= PASSAGE PROVIDED =
The services will fill “that gap between the bench level and the commercial-scale production where you can try out things on a pilot scale,” Schweizer said. “It’s hitting that sweet spot where process and scale-up validation don’t have to be cost prohibitive and oversized.”
Burcon’s Winnipeg Technical Centre comprises 10,000 square feet of lab and pilot-scale production space.
The company hopes to attract food processors looking to upcycle byproducts, develop end-to-end processes or validate and ramp up a process. Customers will be able to leverage Burcon’s infrastructure and food processing expertise, along with its team of scientists and engineers, to develop and deliver new products and solutions, the company has said.
There are other food product scale-up services that can take a new product idea and work with the processor on ways to commercialize it.
However, Burcon doesn’t delve into commercialization. It has instead hung its pitch on the promise of technical expertise, particularly in the plant protein space.
“There hasn’t been a facility where companies can test their ideas on a pilot level that offers our whole spectrum of protein technologies,” said Schweizer.
While Burcon is known for its work on plant protein, Schweizer said the company isn’t afraid of moving outside those lines.
“We’re not limiting ourselves to plant proteins only,” he said. “We have a huge knowledge base in protein processing and can build off of over 250 years of combined experience. We’re happy to apply that to whatever challenges are out there.”
There are different ways that Burcon could work with a company, he added.
“Probably the most straightforward is when somebody who has an idea about developing a certain product or process comes to us and says, ‘I want to try it out using your pilot plant and produce some product that I can then use to do testing’.”
In this case, the customer is paying for access to Burcon’s equipment.
Another approach involves a customer with an idea for a product who doesn’t know how to proceed.

= PROVIDED RECORDS =
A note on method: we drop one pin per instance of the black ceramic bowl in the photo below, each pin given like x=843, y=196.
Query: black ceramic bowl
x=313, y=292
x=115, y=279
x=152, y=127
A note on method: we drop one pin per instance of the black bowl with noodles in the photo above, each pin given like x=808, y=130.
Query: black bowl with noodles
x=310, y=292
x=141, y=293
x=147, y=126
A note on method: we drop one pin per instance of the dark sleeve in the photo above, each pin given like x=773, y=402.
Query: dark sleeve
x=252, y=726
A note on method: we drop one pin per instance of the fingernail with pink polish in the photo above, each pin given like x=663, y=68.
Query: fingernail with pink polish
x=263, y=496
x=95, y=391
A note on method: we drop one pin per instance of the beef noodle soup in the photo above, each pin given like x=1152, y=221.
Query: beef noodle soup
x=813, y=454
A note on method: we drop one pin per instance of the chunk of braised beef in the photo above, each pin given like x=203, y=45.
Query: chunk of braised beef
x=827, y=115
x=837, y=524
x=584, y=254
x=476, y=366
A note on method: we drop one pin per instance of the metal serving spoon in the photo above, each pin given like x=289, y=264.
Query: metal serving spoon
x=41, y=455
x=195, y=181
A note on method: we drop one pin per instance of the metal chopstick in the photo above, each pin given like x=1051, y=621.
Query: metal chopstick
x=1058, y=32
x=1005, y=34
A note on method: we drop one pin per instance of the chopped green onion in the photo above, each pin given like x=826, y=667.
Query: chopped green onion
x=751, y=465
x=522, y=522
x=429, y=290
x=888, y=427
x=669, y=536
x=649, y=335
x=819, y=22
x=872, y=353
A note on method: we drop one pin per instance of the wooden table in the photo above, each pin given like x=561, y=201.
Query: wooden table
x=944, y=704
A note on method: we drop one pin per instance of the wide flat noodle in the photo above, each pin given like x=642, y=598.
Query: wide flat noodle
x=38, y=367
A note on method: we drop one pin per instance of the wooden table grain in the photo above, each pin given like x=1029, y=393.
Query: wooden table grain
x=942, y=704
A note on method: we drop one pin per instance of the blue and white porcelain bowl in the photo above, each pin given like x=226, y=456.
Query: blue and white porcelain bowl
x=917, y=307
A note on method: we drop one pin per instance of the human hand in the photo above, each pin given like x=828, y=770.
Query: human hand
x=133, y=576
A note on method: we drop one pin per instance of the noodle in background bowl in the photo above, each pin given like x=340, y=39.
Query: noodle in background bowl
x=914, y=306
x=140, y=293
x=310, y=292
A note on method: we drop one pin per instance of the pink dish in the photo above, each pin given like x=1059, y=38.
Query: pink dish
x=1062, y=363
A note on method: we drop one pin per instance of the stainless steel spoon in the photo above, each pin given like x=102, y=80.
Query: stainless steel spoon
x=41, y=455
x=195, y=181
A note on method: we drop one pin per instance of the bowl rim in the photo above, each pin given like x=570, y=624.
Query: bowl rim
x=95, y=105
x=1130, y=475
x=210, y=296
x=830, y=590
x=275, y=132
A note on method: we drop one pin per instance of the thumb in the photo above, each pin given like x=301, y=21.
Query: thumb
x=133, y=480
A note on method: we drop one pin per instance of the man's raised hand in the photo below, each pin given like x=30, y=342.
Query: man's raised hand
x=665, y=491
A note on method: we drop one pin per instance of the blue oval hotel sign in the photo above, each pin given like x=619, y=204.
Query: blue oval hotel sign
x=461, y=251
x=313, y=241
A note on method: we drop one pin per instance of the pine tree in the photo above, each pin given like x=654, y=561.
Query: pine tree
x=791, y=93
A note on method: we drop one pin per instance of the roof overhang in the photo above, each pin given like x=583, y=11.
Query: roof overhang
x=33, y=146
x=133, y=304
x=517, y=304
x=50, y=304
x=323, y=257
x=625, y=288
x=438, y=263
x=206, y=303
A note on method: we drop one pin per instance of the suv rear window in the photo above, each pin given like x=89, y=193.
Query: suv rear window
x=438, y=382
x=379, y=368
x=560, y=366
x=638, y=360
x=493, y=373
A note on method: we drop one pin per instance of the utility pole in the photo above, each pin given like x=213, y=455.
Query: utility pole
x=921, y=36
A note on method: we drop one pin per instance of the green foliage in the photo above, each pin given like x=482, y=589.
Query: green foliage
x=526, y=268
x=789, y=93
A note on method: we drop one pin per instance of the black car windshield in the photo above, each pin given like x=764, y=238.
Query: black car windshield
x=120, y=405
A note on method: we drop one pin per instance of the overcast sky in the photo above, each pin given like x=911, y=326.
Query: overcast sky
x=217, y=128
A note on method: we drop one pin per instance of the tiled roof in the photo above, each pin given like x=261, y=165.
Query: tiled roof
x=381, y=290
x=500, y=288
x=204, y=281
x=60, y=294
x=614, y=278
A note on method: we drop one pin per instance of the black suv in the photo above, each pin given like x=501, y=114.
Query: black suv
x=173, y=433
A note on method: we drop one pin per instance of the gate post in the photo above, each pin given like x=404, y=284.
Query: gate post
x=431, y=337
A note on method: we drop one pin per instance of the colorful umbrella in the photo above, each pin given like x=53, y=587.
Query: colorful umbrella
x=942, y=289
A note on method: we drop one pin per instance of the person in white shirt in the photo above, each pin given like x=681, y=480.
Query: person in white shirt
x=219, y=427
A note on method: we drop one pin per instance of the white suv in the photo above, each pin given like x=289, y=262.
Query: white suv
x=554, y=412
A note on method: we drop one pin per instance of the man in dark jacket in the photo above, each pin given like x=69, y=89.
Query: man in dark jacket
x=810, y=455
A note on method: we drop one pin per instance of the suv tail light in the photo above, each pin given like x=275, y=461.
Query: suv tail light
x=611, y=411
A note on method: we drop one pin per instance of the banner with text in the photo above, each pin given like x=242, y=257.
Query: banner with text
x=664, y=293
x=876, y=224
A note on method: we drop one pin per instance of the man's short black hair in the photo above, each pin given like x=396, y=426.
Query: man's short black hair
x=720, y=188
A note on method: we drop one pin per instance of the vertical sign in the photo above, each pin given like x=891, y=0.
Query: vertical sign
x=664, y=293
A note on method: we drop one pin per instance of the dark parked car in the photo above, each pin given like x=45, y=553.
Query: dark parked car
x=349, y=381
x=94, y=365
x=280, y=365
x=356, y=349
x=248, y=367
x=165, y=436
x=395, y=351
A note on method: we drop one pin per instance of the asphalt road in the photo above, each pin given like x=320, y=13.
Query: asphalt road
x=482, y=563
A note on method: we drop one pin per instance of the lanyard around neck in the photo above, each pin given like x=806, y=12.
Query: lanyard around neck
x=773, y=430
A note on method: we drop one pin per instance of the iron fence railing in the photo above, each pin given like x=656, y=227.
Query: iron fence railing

= WHAT IS EXPECTED =
Condense the paragraph of the article on Burcon's pilot-scale services that begins "The company hopes to attract food processors" into a short list that keeps its main facts. The material has no role in this exercise.

= EXERCISE ANSWER =
- Target customers: food processors that want to upcycle byproducts, develop end-to-end processes, or validate and ramp up a process.
- Resources offered: Burcon's infrastructure, food processing expertise, and team of scientists and engineers.
- Purpose, according to the company: helping customers develop and deliver new products and solutions.